→ **TASK BRIEF**: Please retype the records below line for line without changing anything, and leave out the pictures.

→ **Records from a data source**:
[BEGIN]
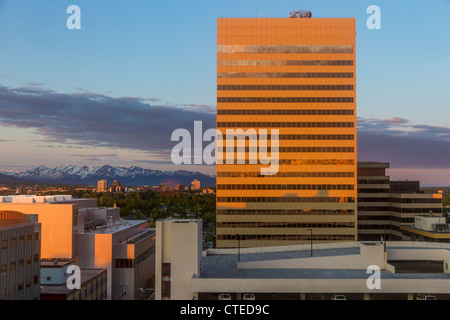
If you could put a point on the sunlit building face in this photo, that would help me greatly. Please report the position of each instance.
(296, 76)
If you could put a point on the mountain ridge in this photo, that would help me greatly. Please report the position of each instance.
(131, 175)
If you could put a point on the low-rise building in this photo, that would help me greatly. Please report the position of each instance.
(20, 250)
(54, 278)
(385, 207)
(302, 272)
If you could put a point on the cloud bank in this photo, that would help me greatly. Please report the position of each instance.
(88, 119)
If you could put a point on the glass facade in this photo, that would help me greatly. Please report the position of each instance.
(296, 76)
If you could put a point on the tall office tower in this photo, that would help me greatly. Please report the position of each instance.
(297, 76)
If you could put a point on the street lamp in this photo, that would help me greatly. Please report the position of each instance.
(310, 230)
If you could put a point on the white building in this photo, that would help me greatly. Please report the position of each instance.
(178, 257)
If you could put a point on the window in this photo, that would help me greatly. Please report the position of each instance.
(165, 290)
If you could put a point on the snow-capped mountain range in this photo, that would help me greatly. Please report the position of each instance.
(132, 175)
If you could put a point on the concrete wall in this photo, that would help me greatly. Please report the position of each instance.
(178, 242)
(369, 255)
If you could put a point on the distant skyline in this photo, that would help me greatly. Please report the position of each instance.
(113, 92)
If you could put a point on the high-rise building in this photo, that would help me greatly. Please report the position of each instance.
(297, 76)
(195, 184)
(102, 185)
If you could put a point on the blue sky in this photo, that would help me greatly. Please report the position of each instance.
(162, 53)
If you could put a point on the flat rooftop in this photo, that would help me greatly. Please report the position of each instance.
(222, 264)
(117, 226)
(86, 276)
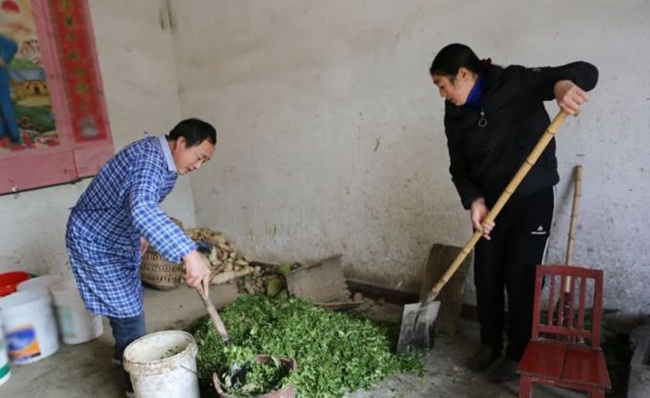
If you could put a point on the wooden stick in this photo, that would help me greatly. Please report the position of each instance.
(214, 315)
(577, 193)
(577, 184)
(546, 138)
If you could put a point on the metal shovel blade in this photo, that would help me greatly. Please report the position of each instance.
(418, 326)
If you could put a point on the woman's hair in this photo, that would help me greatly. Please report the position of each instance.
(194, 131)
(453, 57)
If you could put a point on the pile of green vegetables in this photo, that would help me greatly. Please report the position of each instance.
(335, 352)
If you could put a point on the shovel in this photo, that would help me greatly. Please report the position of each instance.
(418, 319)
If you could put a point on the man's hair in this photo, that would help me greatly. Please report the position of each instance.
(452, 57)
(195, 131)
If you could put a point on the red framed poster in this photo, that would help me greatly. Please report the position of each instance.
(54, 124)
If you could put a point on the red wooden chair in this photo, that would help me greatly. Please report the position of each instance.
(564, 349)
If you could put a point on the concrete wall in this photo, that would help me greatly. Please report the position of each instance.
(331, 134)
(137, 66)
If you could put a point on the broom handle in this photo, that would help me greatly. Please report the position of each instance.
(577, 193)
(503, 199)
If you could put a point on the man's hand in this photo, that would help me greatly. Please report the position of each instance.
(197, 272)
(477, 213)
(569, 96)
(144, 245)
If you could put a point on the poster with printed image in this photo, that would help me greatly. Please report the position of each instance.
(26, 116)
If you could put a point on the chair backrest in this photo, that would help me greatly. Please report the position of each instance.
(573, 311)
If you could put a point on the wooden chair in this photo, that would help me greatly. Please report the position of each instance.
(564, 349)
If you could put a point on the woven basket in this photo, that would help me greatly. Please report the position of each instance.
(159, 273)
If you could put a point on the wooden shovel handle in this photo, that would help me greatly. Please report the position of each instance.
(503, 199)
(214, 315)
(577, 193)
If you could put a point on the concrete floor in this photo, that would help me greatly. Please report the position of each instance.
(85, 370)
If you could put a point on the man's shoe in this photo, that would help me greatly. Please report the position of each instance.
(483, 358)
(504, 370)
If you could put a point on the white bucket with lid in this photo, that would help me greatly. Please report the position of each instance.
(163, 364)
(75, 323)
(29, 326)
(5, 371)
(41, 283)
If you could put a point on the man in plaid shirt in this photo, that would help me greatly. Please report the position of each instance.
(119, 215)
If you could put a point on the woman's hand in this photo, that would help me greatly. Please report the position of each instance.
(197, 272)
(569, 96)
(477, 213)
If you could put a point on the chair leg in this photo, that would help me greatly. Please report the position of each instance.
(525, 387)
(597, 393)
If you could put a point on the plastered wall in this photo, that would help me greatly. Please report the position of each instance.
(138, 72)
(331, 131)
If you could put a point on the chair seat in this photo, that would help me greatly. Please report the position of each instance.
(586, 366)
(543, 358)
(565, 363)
[END]
→ **EXERCISE ANSWER**:
If you could put a point on the sunlit building face in this photo, that would help me greatly. Please report the position of each instance.
(296, 76)
If you could put a point on the mountain ridge in this photo, that would help me greatly. Please report the position of each instance.
(131, 175)
If you could put a point on the low-rise building in this photo, that would help me greatly. Please report the position of each instance.
(20, 250)
(54, 278)
(385, 207)
(302, 272)
If you could put a point on the cloud bank in this photo, that would help me greatly. Please report the position of each instance.
(88, 119)
If you could put a point on the glass facade in this photo, that would help me greatly. Please report the position of each instance.
(296, 76)
If you could put a point on the tall office tower in this photo, that would help me greatly. Please report the position of each instance.
(297, 76)
If you could put a point on the street lamp in this photo, that would help me greatly. Please report the position of each instance.
(310, 230)
If you could put a point on the white building in this photo, that would help me greatly. Please report the position of each instance.
(178, 257)
If you could put a point on the window in this photo, that would help me greatly. Please report the position of each instance.
(165, 290)
If you could put a point on the snow-capped mountain range in this photo, that would help me greatly. Please report the position of each instance.
(132, 175)
If you could put a point on the concrete wall in this photo, that would help me greatly. Please report the position of each instance.
(178, 242)
(369, 255)
If you could put a point on the distant skyline in this photo, that would help me greatly. Please report the position of each instance.
(113, 92)
If you could put a point on the high-rise building in this photo, that would help me greatly. Please report the position of each instance.
(297, 76)
(195, 184)
(102, 185)
If you could put a point on the blue sky in this photo, that would help me greatly. Please report the position of each instance.
(162, 53)
If you could put a point on the flat rooftop in this photo, that would help me greatly. Please report the position of each instance.
(222, 264)
(117, 226)
(86, 276)
If you could put a point on the wooden stick in this photo, that would help me greatly. Please report the position of each instance.
(214, 315)
(577, 193)
(577, 184)
(546, 138)
If you could put a point on the metal shovel blade in this photo, that would help me greatly. Please report the position of each instance.
(418, 326)
If you could put a point on the woman's hair in this photo, that would help me greatly. Please report the position of each instance.
(194, 131)
(453, 57)
If you could put a point on the pile of green vegetables in this photo, that would help me greatly. Please report the position of each instance.
(335, 352)
If you could put a point on the shovel in this photo, that would help me greatly. Please report the position of each instance.
(418, 319)
If you could put a point on the man's hair in this photo, that would help me greatly. Please report the position of each instance.
(452, 57)
(195, 131)
If you could put a point on the red framed poster in this photo, that would help me greatly. Please report the position of each instance.
(54, 124)
If you could put a point on the red wooden chair in this photo, that would help me greatly. Please report the position of each instance.
(564, 349)
If you could put a point on the concrete wall in this photo, that would help me greatly. Please report the position of each instance.
(331, 134)
(137, 66)
If you could put a point on the broom handle in this photo, that would help me greatly. Please report the position of each instance.
(577, 193)
(503, 199)
If you could put a point on the man's hand in this photo, that would help me greatly. Please report the position of each instance.
(197, 272)
(477, 213)
(569, 96)
(144, 245)
If you could put a point on the poster with printed image in this photo, that would help me greatly. Please report the position of each instance.
(26, 116)
If you could put a point on the chair backrest in this photo, that would help me greatly. Please report the position of each instance.
(573, 311)
If you could put a point on the wooden chair in this photo, that would help me greatly. Please report the position of each instance.
(564, 349)
If you could put a point on the woven basket in this photo, that would help me greatly. Please report the position of each instance.
(159, 273)
If you could put a point on the wooden shovel handle in this photo, that would help me greatly. Please report the position of each instance.
(503, 199)
(214, 315)
(577, 193)
If you could put a point on the concrete floor in this photo, that would help me greatly. Please report the position of each instance.
(85, 370)
If you could put a point on the man's shoe in this photo, that would help me greatly. Please report the position of each instance.
(483, 358)
(504, 370)
If you could put a point on the white bucket with lid in this photo, that would help me greatly. Please report the position of each instance.
(163, 364)
(75, 323)
(29, 326)
(5, 371)
(41, 283)
If you could put a point on the man in plaid shirt in this photo, that would help me greatly. Please report the position of each instance.
(119, 215)
If you could put a point on the woman's hand in this photo, that would help me greatly. Please report the position of each instance.
(197, 272)
(569, 96)
(477, 213)
If you could put a point on the chair leg in this photo, that would help me greatly. Please report the position of each instance.
(525, 387)
(597, 393)
If you could put a point on the plastered wall in this photo, that would help me greatly. Please report the position of each instance.
(138, 72)
(331, 131)
If you could put a point on the chair seat in this photo, that would help me greatly. Please report the position of each instance.
(586, 366)
(543, 358)
(565, 363)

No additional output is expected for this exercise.